An AI system is not governable because it has a governance policy. It is governable because its architecture makes governance decisions observable and enforceable. This checklist covers twelve architectural decisions that determine whether a production AI system can be governed effectively.
Use Case Classification
1. Is every LLM use case classified by output criticality and reversibility?
Governance depth should be proportional to consequence. A classification decision made before pipeline design prevents both over-verification (latency drag on low-stakes use cases) and under-verification (insufficient controls on high-stakes ones). See the LLM Risk Tier Matrix for the classification framework.
2. Is tier assignment documented and attached to the use case, not the model?
Tier is a property of what happens downstream of the output, not the model’s capability. A model upgrade does not change the tier. The tier should be documented in the use case specification and reviewed whenever the use case scope changes.
Verification Architecture
3. Is there a verification step between generation and action for every Tier 2+ use case?
A monitoring dashboard is not a verification step. Verification is a gate: an assessment of generation conditions that must pass before the output proceeds to an action. Logging is not sufficient. The gate must be in the code path.
4. Does verification measure generation conditions, not just output characteristics?
Output inspection catches visible policy violations. It misses the failure mode that matters most: an output that looks right but was produced under conditions that made wrong answers more likely. Verification should include coverage, confidence (generation entropy), and consistency (cross-sample stability).
5. Is there an escalation path when verification fails?
◆ ◆ ◆
> THE PROBLEM: Reproduce the AI governance checklist in full, word for word. The entries that follow come from a separate source and are unrelated to the checklist.
◆ ◆ ◆
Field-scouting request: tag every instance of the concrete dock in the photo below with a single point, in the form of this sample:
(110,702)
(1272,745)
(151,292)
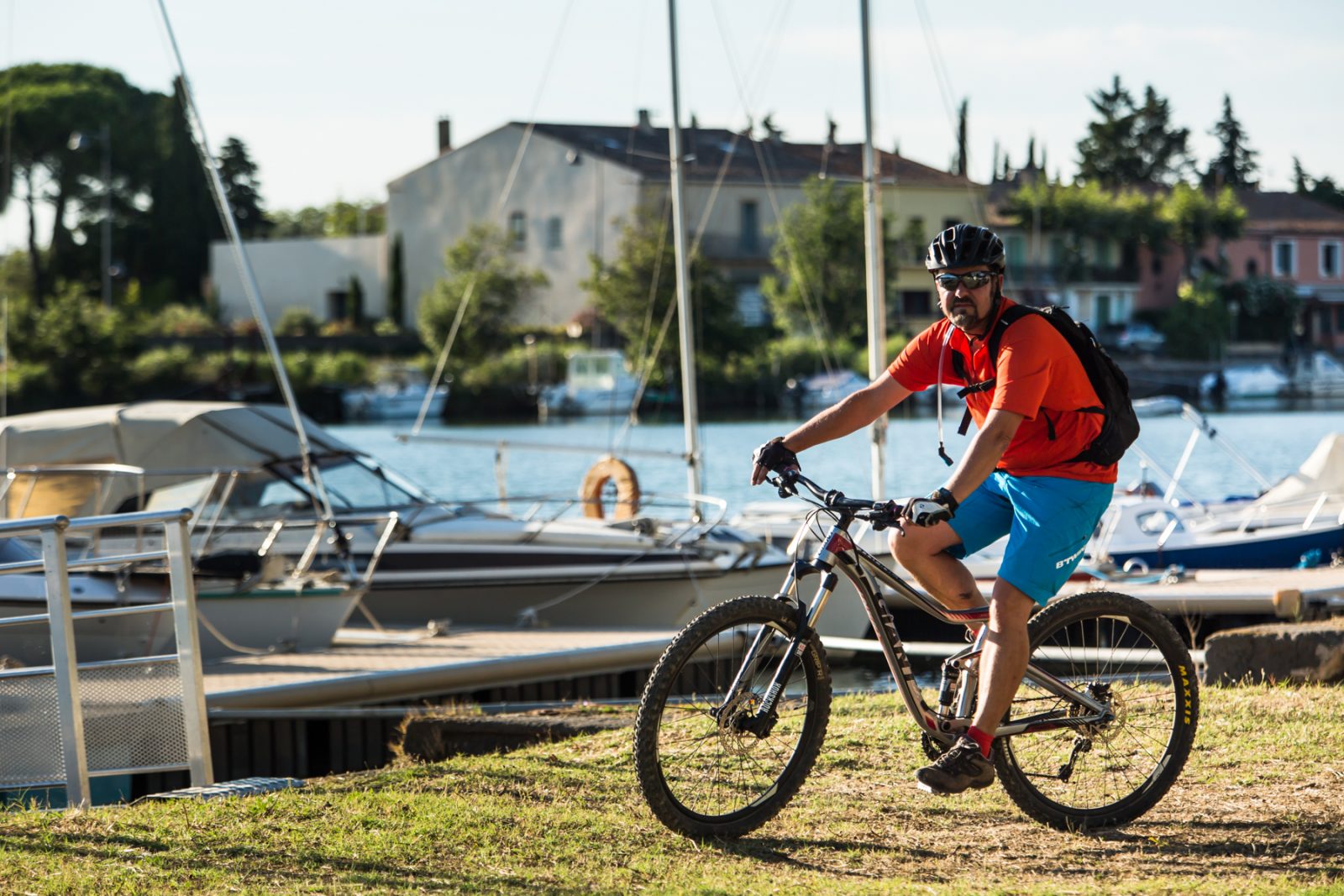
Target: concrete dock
(365,667)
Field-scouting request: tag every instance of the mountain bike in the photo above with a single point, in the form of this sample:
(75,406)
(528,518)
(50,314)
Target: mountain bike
(736,711)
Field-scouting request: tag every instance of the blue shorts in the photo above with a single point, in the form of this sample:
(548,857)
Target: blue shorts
(1047,521)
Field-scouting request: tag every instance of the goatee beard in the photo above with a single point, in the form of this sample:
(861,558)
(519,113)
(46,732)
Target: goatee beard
(964,317)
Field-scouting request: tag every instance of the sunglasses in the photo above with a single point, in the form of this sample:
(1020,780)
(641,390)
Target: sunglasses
(974,280)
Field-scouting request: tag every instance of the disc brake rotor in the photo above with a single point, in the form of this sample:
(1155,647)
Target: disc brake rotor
(732,734)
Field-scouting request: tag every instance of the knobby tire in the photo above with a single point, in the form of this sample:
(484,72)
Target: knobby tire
(1119,647)
(699,772)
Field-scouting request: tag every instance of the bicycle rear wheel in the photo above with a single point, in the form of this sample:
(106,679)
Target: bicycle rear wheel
(709,765)
(1129,658)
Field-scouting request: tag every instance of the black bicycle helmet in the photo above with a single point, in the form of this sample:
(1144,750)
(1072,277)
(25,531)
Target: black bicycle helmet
(965,244)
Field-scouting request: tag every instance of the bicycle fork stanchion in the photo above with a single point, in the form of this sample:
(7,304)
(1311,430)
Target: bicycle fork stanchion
(64,664)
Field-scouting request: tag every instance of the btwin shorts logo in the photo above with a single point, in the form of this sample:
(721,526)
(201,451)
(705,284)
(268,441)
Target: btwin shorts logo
(1070,558)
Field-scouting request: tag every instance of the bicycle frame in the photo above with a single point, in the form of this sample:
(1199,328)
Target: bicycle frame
(945,723)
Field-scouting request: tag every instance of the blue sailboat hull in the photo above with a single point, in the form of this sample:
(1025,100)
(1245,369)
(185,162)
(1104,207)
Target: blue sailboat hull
(1245,553)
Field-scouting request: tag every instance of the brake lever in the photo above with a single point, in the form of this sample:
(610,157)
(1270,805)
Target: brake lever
(886,516)
(785,490)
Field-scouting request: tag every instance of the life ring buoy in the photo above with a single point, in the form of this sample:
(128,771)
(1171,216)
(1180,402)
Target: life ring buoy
(617,472)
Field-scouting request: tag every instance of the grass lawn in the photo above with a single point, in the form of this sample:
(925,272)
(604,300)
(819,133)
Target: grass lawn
(1260,809)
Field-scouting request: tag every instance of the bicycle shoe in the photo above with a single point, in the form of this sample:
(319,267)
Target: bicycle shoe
(956,770)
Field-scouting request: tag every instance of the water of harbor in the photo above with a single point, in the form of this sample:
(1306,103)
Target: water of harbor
(1274,443)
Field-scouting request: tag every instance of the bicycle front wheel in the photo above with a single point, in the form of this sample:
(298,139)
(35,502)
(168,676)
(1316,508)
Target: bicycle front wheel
(1082,774)
(710,763)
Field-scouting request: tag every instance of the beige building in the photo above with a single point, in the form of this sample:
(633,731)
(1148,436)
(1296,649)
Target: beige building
(564,191)
(312,275)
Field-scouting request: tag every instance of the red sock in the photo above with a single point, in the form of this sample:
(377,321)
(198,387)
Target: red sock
(981,739)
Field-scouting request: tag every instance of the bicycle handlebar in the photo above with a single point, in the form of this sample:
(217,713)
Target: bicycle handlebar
(880,513)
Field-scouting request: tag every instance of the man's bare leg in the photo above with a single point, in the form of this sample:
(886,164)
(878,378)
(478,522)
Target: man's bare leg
(922,553)
(1005,654)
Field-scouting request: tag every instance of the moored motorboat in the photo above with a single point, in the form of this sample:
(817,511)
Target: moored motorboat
(235,465)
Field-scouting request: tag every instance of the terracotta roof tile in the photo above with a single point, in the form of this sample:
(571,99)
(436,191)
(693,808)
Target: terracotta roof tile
(647,152)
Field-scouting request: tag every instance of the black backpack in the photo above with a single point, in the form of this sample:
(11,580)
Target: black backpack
(1120,423)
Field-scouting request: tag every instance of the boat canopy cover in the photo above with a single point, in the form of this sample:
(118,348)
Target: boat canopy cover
(187,438)
(1321,472)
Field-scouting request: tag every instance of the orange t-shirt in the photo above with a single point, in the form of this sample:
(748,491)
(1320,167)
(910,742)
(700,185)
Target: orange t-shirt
(1038,376)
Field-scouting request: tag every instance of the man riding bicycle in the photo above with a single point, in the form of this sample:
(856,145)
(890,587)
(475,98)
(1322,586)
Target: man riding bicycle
(1019,476)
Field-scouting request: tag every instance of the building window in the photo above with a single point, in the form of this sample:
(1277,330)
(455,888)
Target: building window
(1102,254)
(916,242)
(916,302)
(749,233)
(1330,261)
(517,228)
(1285,258)
(752,308)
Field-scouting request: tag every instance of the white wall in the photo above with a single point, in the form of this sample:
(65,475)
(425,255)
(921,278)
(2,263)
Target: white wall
(433,207)
(299,273)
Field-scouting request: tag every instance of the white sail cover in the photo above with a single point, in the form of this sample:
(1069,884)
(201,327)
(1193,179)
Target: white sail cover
(171,441)
(1321,472)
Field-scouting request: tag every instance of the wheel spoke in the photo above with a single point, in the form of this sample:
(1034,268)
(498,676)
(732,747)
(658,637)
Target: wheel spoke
(1121,654)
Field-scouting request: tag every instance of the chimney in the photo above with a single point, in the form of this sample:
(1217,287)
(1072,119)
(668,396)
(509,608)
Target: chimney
(772,134)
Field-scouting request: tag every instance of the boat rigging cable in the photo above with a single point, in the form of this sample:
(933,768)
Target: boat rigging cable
(499,206)
(811,301)
(6,181)
(197,129)
(940,73)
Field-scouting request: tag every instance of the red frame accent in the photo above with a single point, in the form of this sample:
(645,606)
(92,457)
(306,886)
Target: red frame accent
(839,542)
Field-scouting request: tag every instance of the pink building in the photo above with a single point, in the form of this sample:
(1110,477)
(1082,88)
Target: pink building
(1288,238)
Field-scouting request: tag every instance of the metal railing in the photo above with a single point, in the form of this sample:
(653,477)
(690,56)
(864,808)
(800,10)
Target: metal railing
(114,716)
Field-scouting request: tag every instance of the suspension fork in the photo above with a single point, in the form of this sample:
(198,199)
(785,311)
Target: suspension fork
(808,614)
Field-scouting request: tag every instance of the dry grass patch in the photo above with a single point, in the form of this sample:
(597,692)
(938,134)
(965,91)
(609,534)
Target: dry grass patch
(1258,810)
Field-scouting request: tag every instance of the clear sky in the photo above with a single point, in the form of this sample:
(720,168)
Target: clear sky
(336,97)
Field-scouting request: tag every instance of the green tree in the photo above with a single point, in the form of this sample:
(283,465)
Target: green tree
(356,300)
(45,107)
(822,253)
(396,282)
(242,186)
(1265,308)
(481,262)
(1196,217)
(1319,188)
(1196,325)
(84,345)
(635,291)
(1234,165)
(1131,143)
(183,217)
(335,219)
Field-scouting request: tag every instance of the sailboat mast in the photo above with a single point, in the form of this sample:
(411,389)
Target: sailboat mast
(245,269)
(690,410)
(873,246)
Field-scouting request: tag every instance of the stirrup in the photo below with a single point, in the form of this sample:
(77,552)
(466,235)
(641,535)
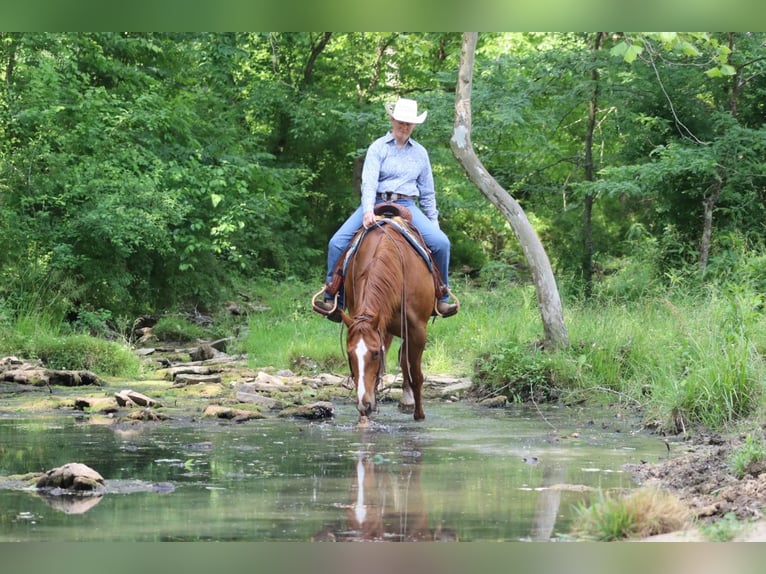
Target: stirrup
(435,312)
(322,310)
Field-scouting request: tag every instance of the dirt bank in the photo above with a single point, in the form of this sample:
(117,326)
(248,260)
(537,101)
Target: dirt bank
(699,473)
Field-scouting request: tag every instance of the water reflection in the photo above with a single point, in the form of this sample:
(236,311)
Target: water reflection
(464,474)
(386,503)
(71,504)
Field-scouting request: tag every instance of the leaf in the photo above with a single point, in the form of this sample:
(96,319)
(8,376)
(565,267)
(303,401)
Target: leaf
(619,50)
(633,52)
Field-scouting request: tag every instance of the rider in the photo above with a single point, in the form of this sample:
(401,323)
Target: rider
(396,168)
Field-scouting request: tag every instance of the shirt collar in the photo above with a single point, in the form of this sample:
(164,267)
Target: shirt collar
(390,137)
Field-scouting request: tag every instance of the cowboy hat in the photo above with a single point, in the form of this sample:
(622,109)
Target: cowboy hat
(405,110)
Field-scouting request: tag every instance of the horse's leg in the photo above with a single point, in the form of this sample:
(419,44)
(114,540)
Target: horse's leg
(407,402)
(410,358)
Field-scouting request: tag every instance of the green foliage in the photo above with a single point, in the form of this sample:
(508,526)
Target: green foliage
(643,512)
(723,530)
(748,458)
(520,373)
(178,329)
(30,338)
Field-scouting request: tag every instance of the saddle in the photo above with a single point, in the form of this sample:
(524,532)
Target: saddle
(400,218)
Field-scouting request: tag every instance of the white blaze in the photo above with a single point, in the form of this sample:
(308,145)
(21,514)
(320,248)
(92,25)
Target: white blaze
(361,351)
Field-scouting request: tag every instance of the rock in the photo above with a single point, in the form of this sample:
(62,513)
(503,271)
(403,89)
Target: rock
(314,411)
(202,353)
(244,396)
(74,477)
(104,404)
(129,398)
(183,380)
(455,388)
(72,378)
(494,402)
(147,414)
(220,412)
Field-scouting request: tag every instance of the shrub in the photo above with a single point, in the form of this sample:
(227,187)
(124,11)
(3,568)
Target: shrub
(644,512)
(520,372)
(83,352)
(176,328)
(748,458)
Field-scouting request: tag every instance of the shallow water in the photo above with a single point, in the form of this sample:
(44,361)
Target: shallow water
(465,473)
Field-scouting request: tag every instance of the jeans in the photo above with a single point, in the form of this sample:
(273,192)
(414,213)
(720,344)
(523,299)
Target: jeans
(436,240)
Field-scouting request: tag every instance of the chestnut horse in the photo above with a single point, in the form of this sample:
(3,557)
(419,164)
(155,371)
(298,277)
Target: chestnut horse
(389,292)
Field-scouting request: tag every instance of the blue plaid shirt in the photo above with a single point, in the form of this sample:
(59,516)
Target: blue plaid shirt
(405,170)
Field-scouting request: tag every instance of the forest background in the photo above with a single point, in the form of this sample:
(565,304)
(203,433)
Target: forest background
(157,173)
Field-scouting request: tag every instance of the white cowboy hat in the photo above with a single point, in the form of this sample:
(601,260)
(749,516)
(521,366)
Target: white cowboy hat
(405,111)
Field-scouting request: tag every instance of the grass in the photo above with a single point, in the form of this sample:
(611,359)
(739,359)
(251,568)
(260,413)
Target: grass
(684,359)
(644,512)
(723,530)
(748,458)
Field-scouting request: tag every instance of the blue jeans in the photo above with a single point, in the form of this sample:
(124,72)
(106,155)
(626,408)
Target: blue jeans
(436,240)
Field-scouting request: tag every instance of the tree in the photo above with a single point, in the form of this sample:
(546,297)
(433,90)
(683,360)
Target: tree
(555,333)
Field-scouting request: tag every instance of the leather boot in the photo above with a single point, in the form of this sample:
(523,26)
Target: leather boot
(446,309)
(328,308)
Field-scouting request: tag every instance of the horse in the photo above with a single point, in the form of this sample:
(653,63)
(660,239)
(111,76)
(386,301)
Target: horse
(389,292)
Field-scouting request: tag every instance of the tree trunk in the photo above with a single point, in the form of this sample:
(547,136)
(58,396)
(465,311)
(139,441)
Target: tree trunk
(587,261)
(549,302)
(710,201)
◆ ◆ ◆
> RESULT FOR THIS TASK:
An AI system is not governable because it has a governance policy. It is governable because its architecture makes governance decisions observable and enforceable. This checklist covers twelve architectural decisions that determine whether a production AI system can be governed effectively.
Use Case Classification
1. Is every LLM use case classified by output criticality and reversibility?
Governance depth should be proportional to consequence. A classification decision made before pipeline design prevents both over-verification (latency drag on low-stakes use cases) and under-verification (insufficient controls on high-stakes ones). See the LLM Risk Tier Matrix for the classification framework.
2. Is tier assignment documented and attached to the use case, not the model?
Tier is a property of what happens downstream of the output, not the model’s capability. A model upgrade does not change the tier. The tier should be documented in the use case specification and reviewed whenever the use case scope changes.
Verification Architecture
3. Is there a verification step between generation and action for every Tier 2+ use case?
A monitoring dashboard is not a verification step. Verification is a gate: an assessment of generation conditions that must pass before the output proceeds to an action. Logging is not sufficient. The gate must be in the code path.
4. Does verification measure generation conditions, not just output characteristics?
Output inspection catches visible policy violations. It misses the failure mode that matters most: an output that looks right but was produced under conditions that made wrong answers more likely. Verification should include coverage, confidence (generation entropy), and consistency (cross-sample stability).
5. Is there an escalation path when verification fails?